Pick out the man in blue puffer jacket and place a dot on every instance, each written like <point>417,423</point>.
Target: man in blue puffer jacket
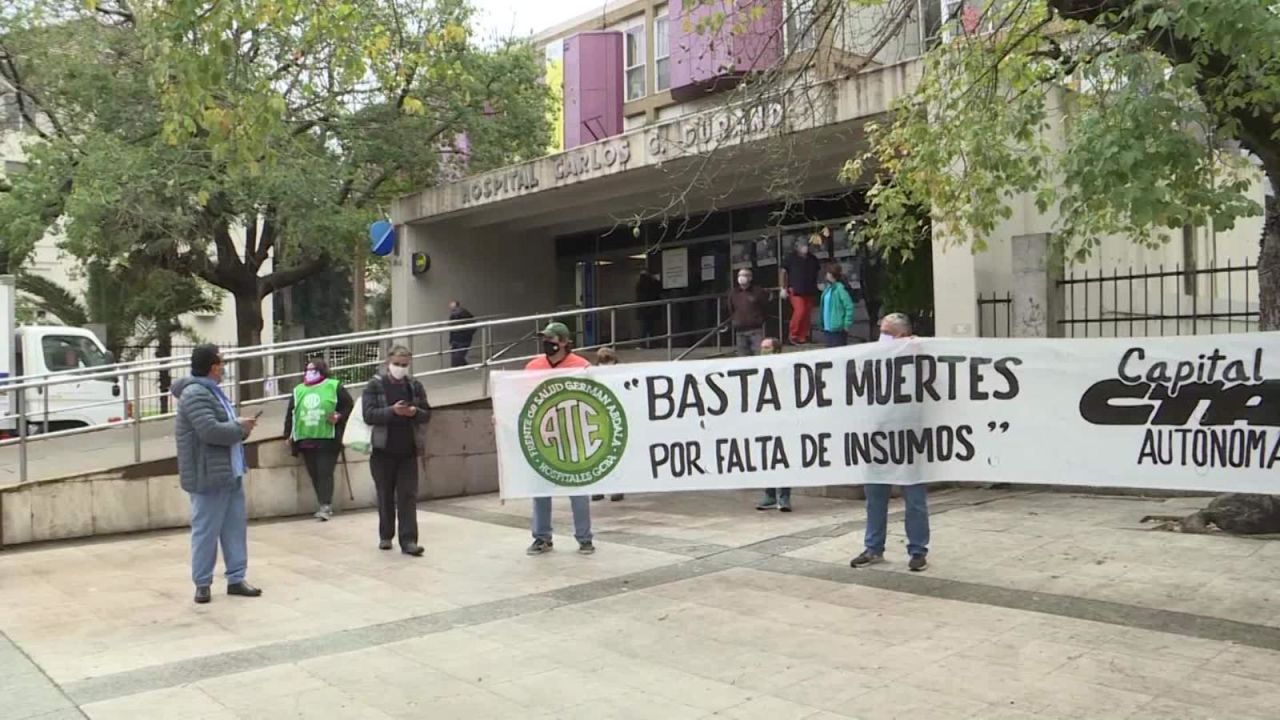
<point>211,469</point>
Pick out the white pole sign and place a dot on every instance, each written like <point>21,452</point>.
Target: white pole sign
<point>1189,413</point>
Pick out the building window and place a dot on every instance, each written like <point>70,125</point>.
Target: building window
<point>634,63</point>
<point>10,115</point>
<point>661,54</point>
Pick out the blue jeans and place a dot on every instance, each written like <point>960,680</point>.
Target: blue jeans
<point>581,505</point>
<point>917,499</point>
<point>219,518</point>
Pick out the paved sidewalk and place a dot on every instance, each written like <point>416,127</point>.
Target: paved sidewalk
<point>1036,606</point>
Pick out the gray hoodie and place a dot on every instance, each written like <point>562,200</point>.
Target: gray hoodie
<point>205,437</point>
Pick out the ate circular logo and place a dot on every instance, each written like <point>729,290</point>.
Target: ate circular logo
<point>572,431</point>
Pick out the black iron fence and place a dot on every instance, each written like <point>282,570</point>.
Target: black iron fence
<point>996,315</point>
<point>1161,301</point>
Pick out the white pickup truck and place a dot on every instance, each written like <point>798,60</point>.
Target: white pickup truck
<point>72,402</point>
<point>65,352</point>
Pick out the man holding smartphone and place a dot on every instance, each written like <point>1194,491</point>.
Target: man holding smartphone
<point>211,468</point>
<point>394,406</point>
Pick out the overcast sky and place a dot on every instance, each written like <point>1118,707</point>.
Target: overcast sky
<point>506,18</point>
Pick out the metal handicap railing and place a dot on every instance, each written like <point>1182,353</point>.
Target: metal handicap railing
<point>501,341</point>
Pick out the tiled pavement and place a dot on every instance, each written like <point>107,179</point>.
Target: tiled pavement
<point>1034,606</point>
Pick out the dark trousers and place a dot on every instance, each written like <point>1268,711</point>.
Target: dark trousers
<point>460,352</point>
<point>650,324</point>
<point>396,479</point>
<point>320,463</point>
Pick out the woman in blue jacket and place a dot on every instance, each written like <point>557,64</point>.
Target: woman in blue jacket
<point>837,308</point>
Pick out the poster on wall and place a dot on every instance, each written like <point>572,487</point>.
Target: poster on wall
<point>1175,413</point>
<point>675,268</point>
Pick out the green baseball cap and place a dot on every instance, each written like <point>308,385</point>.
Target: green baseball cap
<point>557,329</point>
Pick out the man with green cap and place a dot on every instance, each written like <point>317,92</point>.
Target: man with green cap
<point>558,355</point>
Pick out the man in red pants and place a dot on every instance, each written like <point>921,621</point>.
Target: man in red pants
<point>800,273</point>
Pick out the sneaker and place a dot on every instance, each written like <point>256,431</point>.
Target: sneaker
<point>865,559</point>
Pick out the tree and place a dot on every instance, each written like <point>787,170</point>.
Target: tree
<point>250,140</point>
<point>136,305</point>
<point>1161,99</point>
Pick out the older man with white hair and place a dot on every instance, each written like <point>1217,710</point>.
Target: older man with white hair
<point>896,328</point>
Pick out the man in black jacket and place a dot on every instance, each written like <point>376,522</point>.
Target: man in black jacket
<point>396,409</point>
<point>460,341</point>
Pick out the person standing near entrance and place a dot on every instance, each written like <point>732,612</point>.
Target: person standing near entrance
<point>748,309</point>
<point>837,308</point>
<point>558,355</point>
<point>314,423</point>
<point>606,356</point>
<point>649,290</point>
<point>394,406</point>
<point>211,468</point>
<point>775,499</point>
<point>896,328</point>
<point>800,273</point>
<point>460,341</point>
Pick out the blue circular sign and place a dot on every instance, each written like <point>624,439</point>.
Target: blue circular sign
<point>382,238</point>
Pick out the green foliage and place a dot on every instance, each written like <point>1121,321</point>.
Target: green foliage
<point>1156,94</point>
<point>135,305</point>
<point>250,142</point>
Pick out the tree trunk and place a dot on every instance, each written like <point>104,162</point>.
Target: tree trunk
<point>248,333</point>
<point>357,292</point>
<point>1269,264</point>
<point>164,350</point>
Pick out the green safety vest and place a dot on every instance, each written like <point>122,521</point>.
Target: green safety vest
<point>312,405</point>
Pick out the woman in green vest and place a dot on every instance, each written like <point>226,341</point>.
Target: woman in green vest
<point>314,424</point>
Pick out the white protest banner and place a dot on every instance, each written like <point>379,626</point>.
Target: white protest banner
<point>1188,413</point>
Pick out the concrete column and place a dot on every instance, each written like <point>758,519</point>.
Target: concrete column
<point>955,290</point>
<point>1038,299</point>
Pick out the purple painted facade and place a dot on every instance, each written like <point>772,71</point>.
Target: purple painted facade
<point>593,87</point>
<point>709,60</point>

# # # # #

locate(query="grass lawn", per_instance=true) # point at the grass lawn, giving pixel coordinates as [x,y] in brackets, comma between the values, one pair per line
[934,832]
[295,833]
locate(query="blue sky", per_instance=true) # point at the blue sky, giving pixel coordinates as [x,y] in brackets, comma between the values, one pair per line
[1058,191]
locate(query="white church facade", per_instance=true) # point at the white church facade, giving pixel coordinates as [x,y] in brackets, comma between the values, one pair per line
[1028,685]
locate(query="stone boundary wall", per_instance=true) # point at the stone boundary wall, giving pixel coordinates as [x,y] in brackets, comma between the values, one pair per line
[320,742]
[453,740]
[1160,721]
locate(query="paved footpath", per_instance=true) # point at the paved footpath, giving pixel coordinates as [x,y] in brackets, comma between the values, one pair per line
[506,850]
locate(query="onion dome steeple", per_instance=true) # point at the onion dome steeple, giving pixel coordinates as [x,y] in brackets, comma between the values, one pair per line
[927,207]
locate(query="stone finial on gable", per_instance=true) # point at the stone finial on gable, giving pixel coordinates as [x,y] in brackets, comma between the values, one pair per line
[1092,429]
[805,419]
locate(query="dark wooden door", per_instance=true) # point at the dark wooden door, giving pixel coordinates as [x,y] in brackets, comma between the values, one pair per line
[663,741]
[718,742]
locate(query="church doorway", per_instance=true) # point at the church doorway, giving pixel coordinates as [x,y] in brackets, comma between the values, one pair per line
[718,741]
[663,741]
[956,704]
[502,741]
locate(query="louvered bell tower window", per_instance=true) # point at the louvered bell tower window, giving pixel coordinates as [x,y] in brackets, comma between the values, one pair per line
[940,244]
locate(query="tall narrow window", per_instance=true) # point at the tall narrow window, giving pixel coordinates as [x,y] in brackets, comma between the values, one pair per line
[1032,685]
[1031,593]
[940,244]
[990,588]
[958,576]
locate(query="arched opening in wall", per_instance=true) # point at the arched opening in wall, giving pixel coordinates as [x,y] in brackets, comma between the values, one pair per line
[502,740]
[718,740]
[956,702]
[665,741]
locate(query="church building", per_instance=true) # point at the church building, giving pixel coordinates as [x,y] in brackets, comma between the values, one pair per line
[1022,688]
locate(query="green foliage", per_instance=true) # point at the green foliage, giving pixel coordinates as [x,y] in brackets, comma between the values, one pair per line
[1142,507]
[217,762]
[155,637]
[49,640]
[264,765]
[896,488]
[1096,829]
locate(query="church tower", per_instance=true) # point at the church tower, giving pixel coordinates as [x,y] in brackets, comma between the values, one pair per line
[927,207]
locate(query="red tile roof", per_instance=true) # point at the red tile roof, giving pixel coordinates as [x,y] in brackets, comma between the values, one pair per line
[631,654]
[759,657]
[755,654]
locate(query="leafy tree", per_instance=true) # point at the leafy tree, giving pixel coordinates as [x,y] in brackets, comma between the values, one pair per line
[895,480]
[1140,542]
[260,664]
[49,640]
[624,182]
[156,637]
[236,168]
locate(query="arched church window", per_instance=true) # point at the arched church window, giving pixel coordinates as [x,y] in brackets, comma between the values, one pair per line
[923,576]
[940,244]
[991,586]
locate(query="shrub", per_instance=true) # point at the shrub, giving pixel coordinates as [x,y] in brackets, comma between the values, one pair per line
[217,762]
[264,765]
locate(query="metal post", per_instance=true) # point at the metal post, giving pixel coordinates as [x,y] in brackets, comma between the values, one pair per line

# # # # #

* Instructions for the task:
Set down, from the entries above, exactly the lines from the one with "Target: tiled pavement" up to and including the one with "Pick out the woman in blue", and no other lines.

* Task output:
Target: tiled pavement
<point>1034,606</point>
Pick out the dark trousers and place a dot on every instance, each written like <point>1268,711</point>.
Target: dark trousers
<point>460,352</point>
<point>650,324</point>
<point>396,479</point>
<point>320,463</point>
Pick out the woman in blue jacket and place a dot on every instance, each written like <point>557,64</point>.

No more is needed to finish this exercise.